--- Start of Text segment ---

Postby Bruce N H » Mon Feb 25, 2013 9:00 pm

Gid 617,

Desert journey Image

That's good as far as it goes, but there's not much to engage with there. Something to heighten the urgency would be nice - a vulture picking at those bones would be a great addition. I did like the tan/dark tan variation, but I think it would have been more interesting if there were more elevation changes (e.g. see Rocko's Dune MOC). Also, there is no difference between your three photos. At least turn things around so we see this guy from different angles (bird's eye view might be cool as it could be a vulture overhead). One last issue was that there was nothing that said 'castle' to me. That scene could be from a thousand years ago or last week. Perhaps using a different fig would help here.

--- End of Text segment ---

Exercises>
[1] What addition does the forum critique suggest to heighten the urgency of the scene?
[2] Reproduce the forum critique between "That's good as" and "would help here.", inclusive.

--- Start of Data entries ---

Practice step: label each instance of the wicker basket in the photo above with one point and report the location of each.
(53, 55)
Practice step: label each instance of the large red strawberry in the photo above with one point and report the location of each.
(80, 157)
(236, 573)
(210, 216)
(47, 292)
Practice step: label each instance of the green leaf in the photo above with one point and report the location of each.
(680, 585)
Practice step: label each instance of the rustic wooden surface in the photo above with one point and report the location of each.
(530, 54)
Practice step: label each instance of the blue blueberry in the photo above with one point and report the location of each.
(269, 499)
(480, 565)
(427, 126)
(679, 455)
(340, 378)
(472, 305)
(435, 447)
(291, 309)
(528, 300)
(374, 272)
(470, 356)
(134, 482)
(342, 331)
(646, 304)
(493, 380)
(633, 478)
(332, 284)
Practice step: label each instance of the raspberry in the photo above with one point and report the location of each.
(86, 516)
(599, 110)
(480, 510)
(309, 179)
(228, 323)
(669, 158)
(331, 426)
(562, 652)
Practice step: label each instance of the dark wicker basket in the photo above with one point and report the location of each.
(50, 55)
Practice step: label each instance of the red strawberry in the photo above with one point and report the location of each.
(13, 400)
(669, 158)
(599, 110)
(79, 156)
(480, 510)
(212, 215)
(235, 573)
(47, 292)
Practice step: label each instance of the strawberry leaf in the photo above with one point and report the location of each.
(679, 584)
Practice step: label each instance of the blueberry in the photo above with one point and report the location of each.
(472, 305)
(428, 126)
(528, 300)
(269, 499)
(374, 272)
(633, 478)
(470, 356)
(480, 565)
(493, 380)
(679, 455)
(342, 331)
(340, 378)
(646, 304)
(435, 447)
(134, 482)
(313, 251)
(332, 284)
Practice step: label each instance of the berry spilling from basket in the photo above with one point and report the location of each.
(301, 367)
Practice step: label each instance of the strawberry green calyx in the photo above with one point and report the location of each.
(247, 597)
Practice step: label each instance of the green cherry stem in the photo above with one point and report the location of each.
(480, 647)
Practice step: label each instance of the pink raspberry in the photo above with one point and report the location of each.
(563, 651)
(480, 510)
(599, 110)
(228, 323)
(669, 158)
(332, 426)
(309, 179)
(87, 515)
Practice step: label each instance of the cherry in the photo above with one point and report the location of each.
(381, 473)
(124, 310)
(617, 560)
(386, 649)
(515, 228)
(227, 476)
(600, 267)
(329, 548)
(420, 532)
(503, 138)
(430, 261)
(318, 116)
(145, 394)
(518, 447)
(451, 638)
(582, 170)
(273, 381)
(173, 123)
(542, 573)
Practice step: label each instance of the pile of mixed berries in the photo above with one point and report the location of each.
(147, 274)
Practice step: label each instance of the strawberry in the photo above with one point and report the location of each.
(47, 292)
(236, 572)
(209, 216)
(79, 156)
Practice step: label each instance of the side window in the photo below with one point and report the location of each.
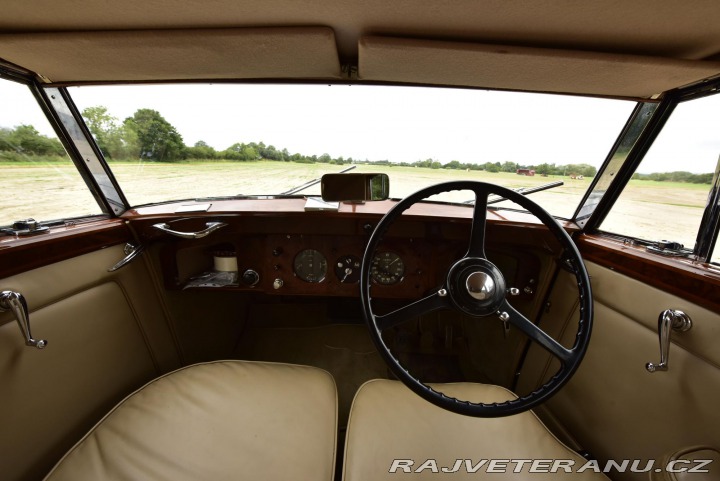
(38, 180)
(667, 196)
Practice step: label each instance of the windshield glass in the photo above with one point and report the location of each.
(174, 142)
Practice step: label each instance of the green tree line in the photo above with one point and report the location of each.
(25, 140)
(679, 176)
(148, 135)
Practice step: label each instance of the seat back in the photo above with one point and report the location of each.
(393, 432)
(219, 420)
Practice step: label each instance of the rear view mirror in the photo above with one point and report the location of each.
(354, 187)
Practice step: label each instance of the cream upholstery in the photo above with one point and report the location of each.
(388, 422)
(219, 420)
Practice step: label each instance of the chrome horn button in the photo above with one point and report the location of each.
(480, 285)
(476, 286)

--- End of Data entries ---
--- Start of Data entries ---

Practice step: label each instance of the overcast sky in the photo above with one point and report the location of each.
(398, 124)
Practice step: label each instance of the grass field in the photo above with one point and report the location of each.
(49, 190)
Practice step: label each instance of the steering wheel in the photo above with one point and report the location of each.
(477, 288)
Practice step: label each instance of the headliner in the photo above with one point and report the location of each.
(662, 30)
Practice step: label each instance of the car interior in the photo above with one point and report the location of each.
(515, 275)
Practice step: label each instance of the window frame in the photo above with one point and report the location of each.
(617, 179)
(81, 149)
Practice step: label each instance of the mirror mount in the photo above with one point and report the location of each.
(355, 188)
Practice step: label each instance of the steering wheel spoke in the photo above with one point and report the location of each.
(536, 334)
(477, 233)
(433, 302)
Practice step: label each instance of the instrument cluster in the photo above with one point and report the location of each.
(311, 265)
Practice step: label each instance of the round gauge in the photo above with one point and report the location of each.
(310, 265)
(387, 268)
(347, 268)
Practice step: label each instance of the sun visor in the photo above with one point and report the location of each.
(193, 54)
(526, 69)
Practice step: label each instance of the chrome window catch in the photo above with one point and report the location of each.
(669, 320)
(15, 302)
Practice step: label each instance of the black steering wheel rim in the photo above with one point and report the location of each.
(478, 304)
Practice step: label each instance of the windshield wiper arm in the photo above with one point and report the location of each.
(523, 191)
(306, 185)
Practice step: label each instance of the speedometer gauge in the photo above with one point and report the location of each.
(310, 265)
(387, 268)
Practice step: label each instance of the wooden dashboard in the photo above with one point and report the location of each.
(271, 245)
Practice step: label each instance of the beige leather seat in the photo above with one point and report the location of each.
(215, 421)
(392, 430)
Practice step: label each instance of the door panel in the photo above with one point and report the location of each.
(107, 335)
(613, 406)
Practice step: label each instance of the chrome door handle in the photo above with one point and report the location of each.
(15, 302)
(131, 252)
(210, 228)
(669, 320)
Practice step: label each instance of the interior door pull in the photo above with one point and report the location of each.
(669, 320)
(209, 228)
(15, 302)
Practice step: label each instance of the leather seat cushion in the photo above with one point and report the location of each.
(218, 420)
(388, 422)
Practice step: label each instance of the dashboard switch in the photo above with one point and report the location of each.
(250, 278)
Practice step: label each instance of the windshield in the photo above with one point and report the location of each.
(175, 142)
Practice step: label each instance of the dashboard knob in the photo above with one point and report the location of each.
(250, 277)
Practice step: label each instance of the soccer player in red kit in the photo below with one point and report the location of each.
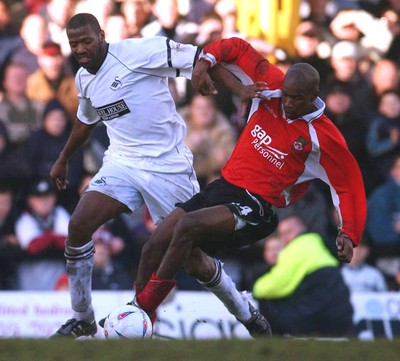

--- End of Data entries ---

Solutions by task>
[1] A vulture picking at the bones.

[2]
That's good as far as it goes, but there's not much to engage with there. Something to heighten the urgency would be nice - a vulture picking at those bones would be a great addition. I did like the tan/dark tan variation, but I think it would have been more interesting if there were more elevation changes (e.g. see Rocko's Dune MOC). Also, there is no difference between your three photos. At least turn things around so we see this guy from different angles (bird's eye view might be cool as it could be a vulture overhead). One last issue was that there was nothing that said 'castle' to me. That scene could be from a thousand years ago or last week. Perhaps using a different fig would help here.